### Short problem
Pick out and copy each line below that contains the string "platform". Match capital and small letters exactly.

### Data provided
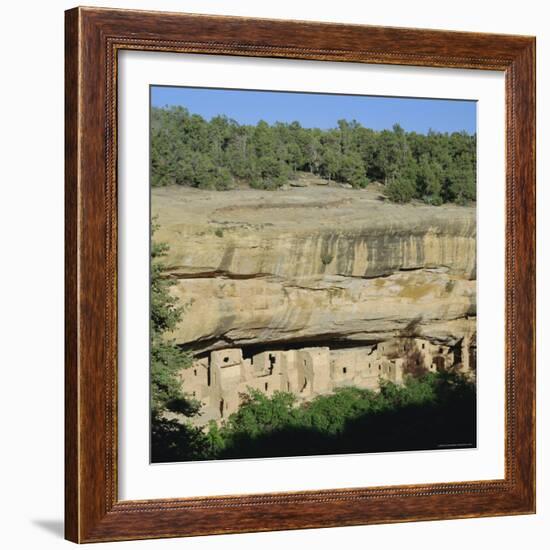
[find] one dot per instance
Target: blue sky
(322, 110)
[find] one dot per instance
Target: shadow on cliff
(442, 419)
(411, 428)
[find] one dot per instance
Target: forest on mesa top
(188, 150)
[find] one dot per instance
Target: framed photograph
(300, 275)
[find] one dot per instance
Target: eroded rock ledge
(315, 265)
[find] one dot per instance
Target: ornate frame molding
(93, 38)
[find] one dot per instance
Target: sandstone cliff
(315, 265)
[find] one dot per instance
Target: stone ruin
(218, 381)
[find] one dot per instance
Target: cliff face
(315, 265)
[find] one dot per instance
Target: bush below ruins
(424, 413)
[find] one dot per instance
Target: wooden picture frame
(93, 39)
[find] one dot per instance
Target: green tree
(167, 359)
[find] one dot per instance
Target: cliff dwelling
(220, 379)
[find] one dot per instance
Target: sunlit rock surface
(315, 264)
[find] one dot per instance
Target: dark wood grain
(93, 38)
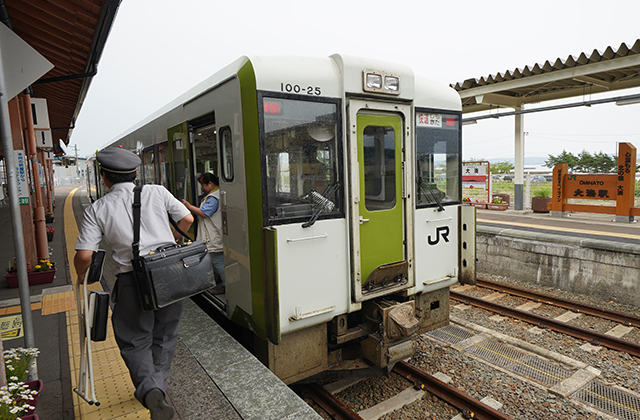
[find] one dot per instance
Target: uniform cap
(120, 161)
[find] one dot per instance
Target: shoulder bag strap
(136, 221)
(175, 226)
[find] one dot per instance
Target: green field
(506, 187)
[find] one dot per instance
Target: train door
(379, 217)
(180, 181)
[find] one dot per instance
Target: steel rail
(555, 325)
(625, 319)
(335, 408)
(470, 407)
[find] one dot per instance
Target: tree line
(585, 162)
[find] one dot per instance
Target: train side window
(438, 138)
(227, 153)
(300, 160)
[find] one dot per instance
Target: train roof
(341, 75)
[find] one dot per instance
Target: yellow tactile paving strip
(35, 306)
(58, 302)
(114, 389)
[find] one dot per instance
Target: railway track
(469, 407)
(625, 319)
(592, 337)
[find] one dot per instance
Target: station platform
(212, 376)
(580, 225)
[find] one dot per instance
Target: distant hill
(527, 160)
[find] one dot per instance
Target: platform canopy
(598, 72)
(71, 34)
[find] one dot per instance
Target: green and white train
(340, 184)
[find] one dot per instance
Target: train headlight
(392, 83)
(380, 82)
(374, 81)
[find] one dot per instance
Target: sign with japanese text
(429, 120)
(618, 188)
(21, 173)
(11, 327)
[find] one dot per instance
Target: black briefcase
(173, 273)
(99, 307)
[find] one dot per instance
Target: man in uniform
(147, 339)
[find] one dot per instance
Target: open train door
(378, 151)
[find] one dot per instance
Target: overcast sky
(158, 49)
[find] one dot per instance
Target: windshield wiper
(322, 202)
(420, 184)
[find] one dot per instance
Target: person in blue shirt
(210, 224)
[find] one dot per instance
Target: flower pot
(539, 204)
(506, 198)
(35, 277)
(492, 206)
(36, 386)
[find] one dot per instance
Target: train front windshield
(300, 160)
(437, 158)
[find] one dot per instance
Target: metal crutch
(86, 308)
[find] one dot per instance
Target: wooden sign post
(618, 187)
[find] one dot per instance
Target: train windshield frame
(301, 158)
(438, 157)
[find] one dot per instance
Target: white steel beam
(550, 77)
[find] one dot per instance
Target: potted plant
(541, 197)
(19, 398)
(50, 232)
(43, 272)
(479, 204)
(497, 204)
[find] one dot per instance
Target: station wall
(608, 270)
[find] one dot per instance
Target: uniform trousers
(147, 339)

### Right answer
Target: station platform
Target: platform canopy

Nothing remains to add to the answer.